### Tasks and exercises
1. Using the railroad transcript, answer these:
(a) What does the opening passage say the Class 1s are using the opportunity to do?
(b) What does Walt Turner name as the main reason for the margin?
(c) What does Brian McCurrie call "a major result"?
2. Write the next part of the railroad transcript, picking up after its final line.

The Class 1s, I think it’s a bit of a different [yeast]. They seem to have the financial capacity to be able to do the work and with the lower revenue volumes that they are able to get a lot more work done ultimately at a lower cost for them. So we think they are using this as an opportunity to upgrade the maintenance of their infrastructure.

Brian McCurrie

Also hopefully, on the commercial shore line railroads, we didn’t see a small sign of some stimulus money being used out of the Midwest for the commuter and track application. Hopefully, as the stimulus money starts move into the states and move out, that some of the shore lines will take advantage of some of that money later on.

Steve Schwartz - First Analysis

This white tie purchases were strong, and I could see where that would affect the topline, because hardwood prices are up. This is typically the low margin part of the total sale you do. So I am wondering if there is something else that helped boost your margin in that business.

Walt Turner

Yes. It’s mainly throughput absorption.

Brian McCurrie

The volume was a major result.

### Rows
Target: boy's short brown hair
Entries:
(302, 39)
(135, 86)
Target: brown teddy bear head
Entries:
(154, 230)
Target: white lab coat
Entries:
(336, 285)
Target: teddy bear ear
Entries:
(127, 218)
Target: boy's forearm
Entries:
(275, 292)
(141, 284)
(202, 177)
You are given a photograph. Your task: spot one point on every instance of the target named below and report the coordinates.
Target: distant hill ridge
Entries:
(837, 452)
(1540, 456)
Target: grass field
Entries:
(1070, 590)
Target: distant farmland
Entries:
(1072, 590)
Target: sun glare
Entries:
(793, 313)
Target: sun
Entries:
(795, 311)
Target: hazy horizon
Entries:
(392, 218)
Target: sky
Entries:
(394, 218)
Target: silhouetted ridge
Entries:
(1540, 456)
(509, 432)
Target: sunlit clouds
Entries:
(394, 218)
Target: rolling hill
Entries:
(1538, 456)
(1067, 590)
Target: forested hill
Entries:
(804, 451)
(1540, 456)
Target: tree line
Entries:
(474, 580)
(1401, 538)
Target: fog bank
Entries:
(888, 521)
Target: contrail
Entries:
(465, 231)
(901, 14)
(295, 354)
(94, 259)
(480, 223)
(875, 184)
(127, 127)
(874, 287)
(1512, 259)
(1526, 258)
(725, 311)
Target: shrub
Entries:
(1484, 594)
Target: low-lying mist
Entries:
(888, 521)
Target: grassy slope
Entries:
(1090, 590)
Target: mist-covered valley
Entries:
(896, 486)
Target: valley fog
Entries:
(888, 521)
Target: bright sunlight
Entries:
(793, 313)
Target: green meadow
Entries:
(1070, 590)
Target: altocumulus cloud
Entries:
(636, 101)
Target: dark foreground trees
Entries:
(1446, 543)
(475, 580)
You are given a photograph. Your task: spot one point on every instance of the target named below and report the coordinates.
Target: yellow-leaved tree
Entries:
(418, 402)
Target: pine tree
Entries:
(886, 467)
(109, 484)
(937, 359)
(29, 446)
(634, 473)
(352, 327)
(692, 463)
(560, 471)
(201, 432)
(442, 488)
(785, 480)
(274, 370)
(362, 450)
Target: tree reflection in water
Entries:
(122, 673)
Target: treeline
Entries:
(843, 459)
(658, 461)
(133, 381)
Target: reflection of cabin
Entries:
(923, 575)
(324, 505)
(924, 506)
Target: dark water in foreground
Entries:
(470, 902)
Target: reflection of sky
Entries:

### Replies
1.
(a) Upgrade the maintenance of their infrastructure.
(b) Throughput absorption.
(c) The volume.

2.
Steve Schwartz - First Analysis

The white tie purchases is just simply procurement with very little profit dollar for you relative to the treating portion of the sale. So, when you say throughput, can you explain to me how that maybe is factored into margin on the white tie purchase?

Walt Turner

If you have a 15% or so fixed cost in your plant, if you are able to move 15% more volume through your plant, you’re going to have a per tie cost reduction.

Steve Schwartz - First Analysis

Okay. So you are assigning that to the white ties even though it’s simply procurement?

Walt Turner

Yes, yes.

Steve Schwartz - First Analysis

Okay. I think that pretty well answer it for me.

Walt Turner

Be a little bit careful. If you remember, the first quarter of last year was a pretty poor, relatively for white tie procurement, quarter for us overall. So, I think there is a positive comp there for us that’s partially affecting us.

Operator

Your next question comes from Saul Ludwig - KeyBanc.

Saul Ludwig - KeyBanc

What percentage did you coal tar cost increase in the quarter?

Brian McCurrie

North America was the largest area that we saw some increases in. It was in excess of 30% going into this year. I mean the two markets that we saw the most significant increase in coal tar cost were in North America and Australia.

Saul Ludwig - KeyBanc

And they were both about 30%?

Brian McCurrie

Yes, somewhere in that range. In Australia, it wasn’t because the cost of material went up. They actually didn’t have enough material, so we had to input more raw materials into Australia, and that ended up costing us more.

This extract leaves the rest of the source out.